▶ Goal:
Scale every answer coordinate by 1.15, rounding to whole numbers with halves going up. Then rewrite all lines between the lines holding "Every instance of the eyelash" and "<point>258,315</point>", inclusive, keeping each item's full wording and leaving every other number unchanged.

▶ Dataset records:
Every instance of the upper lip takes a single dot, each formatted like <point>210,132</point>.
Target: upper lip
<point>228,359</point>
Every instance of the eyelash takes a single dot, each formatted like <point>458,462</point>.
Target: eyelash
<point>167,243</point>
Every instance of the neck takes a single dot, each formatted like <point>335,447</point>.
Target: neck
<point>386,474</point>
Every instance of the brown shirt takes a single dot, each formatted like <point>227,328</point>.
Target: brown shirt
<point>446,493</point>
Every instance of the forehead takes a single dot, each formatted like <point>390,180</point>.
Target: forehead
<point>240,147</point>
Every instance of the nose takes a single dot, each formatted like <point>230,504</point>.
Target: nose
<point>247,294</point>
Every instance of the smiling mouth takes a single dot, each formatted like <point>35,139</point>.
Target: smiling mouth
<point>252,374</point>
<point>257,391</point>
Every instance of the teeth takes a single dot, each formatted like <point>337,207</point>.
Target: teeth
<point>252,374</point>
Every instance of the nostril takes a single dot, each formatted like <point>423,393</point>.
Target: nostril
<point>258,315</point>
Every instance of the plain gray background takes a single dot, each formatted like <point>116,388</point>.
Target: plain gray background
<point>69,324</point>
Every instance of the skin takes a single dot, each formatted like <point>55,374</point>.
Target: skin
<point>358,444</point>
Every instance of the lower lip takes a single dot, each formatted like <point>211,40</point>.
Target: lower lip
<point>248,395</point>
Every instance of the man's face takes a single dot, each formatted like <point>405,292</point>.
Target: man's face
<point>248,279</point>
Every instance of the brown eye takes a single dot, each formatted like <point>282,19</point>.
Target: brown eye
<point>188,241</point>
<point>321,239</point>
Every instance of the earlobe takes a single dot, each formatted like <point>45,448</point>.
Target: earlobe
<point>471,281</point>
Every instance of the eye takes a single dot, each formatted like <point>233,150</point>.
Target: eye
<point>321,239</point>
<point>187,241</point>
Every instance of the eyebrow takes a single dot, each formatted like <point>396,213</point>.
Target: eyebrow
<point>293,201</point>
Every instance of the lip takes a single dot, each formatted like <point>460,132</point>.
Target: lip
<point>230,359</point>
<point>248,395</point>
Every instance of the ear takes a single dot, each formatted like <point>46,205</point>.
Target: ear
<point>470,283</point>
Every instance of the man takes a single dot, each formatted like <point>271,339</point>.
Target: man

▶ Response to this task:
Every instance of the eyelash takes a single dot, each formatted like <point>458,462</point>.
Target: eyelash
<point>192,279</point>
Every instance of the neck takes a single dot, each formatted like <point>335,447</point>.
Target: neck
<point>444,545</point>
Every instance of the brown shirt takes a single dot, each formatted like <point>227,328</point>.
Target: brown shirt
<point>513,567</point>
Every instance of the forehead takes a single dot, each formatted like <point>390,180</point>.
Target: forehead
<point>276,169</point>
Every instance of the nose takes a single dot, each formatted like <point>230,504</point>.
Target: nose
<point>284,338</point>
Every instance of the smiling mouth takes a single dot, each formatted like <point>35,139</point>.
Target: smiling mouth
<point>290,430</point>
<point>296,450</point>
Every instance of the teeth takes a single dot, each formatted like <point>337,207</point>.
Target: teeth
<point>290,430</point>
Every instance of the nostril takes a single dot, each formatted like <point>423,393</point>.
Target: nostril
<point>297,362</point>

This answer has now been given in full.